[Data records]
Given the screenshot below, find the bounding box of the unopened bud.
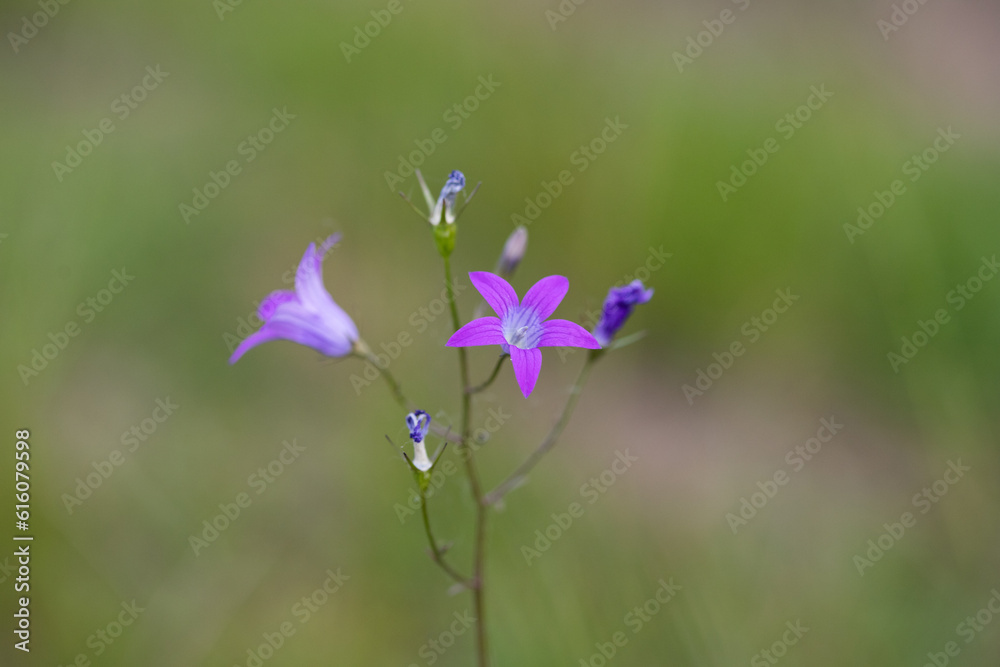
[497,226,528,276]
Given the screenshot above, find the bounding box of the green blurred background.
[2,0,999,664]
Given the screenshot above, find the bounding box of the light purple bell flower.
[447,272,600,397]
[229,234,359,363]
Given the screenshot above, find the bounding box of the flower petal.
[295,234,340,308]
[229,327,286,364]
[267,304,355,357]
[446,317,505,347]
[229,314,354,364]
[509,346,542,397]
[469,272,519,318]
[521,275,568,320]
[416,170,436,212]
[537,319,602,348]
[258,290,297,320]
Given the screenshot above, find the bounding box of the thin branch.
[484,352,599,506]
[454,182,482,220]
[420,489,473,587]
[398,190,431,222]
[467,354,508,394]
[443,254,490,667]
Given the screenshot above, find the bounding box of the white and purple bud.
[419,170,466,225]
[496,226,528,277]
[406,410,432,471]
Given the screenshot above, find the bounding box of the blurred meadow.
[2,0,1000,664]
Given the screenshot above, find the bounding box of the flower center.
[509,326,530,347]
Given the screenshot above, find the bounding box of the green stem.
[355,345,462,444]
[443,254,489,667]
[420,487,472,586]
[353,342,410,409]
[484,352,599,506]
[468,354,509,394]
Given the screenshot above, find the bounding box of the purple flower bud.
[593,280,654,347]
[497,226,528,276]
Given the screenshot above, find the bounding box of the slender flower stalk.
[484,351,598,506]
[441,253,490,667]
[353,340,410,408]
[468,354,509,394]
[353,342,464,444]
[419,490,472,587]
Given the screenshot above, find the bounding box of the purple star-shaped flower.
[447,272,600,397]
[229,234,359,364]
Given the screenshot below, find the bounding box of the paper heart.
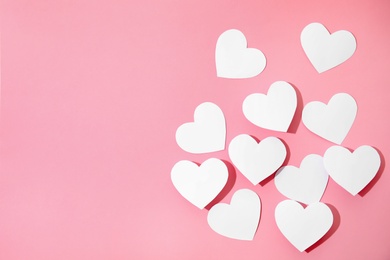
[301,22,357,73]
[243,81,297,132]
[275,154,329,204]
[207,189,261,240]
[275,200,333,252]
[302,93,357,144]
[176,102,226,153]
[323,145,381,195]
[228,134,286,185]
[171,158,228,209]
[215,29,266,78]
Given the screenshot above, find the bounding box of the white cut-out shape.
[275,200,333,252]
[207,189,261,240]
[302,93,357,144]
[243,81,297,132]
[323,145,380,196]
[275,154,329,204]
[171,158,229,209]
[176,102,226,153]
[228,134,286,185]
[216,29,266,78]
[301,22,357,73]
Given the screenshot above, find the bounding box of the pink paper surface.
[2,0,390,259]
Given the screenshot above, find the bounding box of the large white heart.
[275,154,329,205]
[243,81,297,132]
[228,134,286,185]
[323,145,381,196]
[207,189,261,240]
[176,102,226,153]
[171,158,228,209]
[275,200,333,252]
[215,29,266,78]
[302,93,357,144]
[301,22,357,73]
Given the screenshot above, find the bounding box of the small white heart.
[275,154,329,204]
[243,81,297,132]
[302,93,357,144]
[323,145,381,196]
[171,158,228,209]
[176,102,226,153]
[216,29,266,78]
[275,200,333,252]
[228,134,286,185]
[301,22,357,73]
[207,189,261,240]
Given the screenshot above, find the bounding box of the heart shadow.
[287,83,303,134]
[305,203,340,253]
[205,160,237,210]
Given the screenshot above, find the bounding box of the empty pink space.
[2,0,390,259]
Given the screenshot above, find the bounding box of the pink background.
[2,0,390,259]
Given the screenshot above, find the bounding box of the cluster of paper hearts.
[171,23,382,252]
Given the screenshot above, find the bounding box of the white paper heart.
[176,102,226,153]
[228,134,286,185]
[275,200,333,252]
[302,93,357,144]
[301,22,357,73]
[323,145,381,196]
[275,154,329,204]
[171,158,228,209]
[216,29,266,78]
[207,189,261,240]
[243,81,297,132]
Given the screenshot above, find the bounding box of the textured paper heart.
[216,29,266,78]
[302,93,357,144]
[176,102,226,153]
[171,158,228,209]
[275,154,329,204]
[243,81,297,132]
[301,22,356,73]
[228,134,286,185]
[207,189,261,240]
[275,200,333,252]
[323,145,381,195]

**Exercise details**
Using the data above, print every line exactly, omitting pictures.

**Problem solution**
Given the screenshot below, find the bounding box of the unopened bud.
[497,226,528,276]
Given the screenshot above, find the bounding box of the green blurred background.
[2,0,999,664]
Given the screenshot above, find the bounding box of the light purple bell flower.
[447,272,600,397]
[229,234,359,363]
Given the screenshot above, find the bounding box of the flower petal.
[295,234,340,308]
[229,327,286,364]
[267,304,355,357]
[446,317,505,347]
[229,314,354,364]
[509,346,542,397]
[469,272,519,318]
[521,275,568,320]
[416,170,436,212]
[537,319,602,348]
[258,290,297,320]
Given the screenshot above, find the bounding box of the thin branch.
[484,352,599,506]
[454,182,482,220]
[420,489,473,587]
[398,190,431,222]
[467,354,508,394]
[443,254,490,667]
Given the screenshot above, find the bounding box of the white and purple bud.
[419,170,466,225]
[496,226,528,277]
[406,410,432,471]
Given the screenshot above, find the bounding box of the blurred meadow.
[2,0,1000,664]
Given the screenshot above, find the bounding box of the flower center.
[509,326,530,347]
Given the screenshot above, find the bounding box of the green stem.
[355,345,462,444]
[443,254,489,667]
[420,487,472,586]
[353,342,410,409]
[484,352,599,506]
[468,354,509,394]
Given the screenshot above, find the bounding box of the purple flower bud.
[593,280,654,347]
[497,226,528,276]
Given the screenshot above, find the bounding box of the slender flower stalk.
[484,351,598,506]
[441,253,490,667]
[353,340,410,408]
[468,354,509,394]
[353,342,464,444]
[419,490,472,587]
Given the screenshot above, find the bounding box of the purple star-shaped flower.
[447,272,600,397]
[229,234,359,364]
Given the screenshot below, find the bounding box of the paper heart.
[301,22,357,73]
[243,81,297,132]
[275,154,329,204]
[207,189,261,240]
[275,200,333,252]
[302,93,357,144]
[176,102,226,153]
[323,145,381,195]
[228,134,286,185]
[171,158,228,209]
[215,29,266,78]
Given the screenshot above, find the bounding box of the white cut-out shape.
[275,200,333,252]
[207,189,261,240]
[302,93,357,144]
[243,81,297,132]
[323,145,380,196]
[275,154,329,204]
[171,158,229,209]
[176,102,226,153]
[228,134,286,185]
[216,29,266,78]
[301,22,357,73]
Given the screenshot above, find the bounding box of the pink paper surface.
[2,0,390,259]
Given the screenshot above, find the bounding box of the large white heart.
[275,154,329,205]
[243,81,297,132]
[228,134,286,185]
[323,145,381,196]
[207,189,261,240]
[176,102,226,153]
[171,158,228,209]
[275,200,333,252]
[215,29,266,78]
[302,93,357,144]
[301,22,357,73]
Given the screenshot above, find the bounding box of the small white heart.
[275,154,329,204]
[243,81,297,132]
[302,93,357,144]
[323,145,381,196]
[171,158,228,209]
[176,102,226,153]
[216,29,266,78]
[275,200,333,252]
[228,134,286,185]
[301,22,357,73]
[207,189,261,240]
Given the screenshot above, find the bounding box of the heart shadow.
[287,83,303,134]
[305,203,340,253]
[205,160,237,210]
Given the screenshot above, find the bounding box of the empty pink space.
[2,0,390,259]
Given the screenshot above, find the bounding box of the pink background.
[2,0,390,259]
Given the screenshot above, find the bounding box of the cluster of paper hearts.
[171,23,382,252]
Given the screenshot above, find the bounding box of the white paper heart.
[176,102,226,153]
[228,134,286,185]
[275,200,333,252]
[302,93,357,144]
[301,22,357,73]
[323,145,381,196]
[275,154,329,204]
[171,158,228,209]
[216,29,266,78]
[207,189,261,240]
[243,81,297,132]
Given the screenshot above, find the bounding box of the textured paper heart.
[216,29,266,78]
[302,93,357,144]
[176,102,226,153]
[171,158,228,209]
[275,154,329,204]
[243,81,297,132]
[301,22,356,73]
[228,134,286,185]
[207,189,261,240]
[275,200,333,252]
[323,145,381,195]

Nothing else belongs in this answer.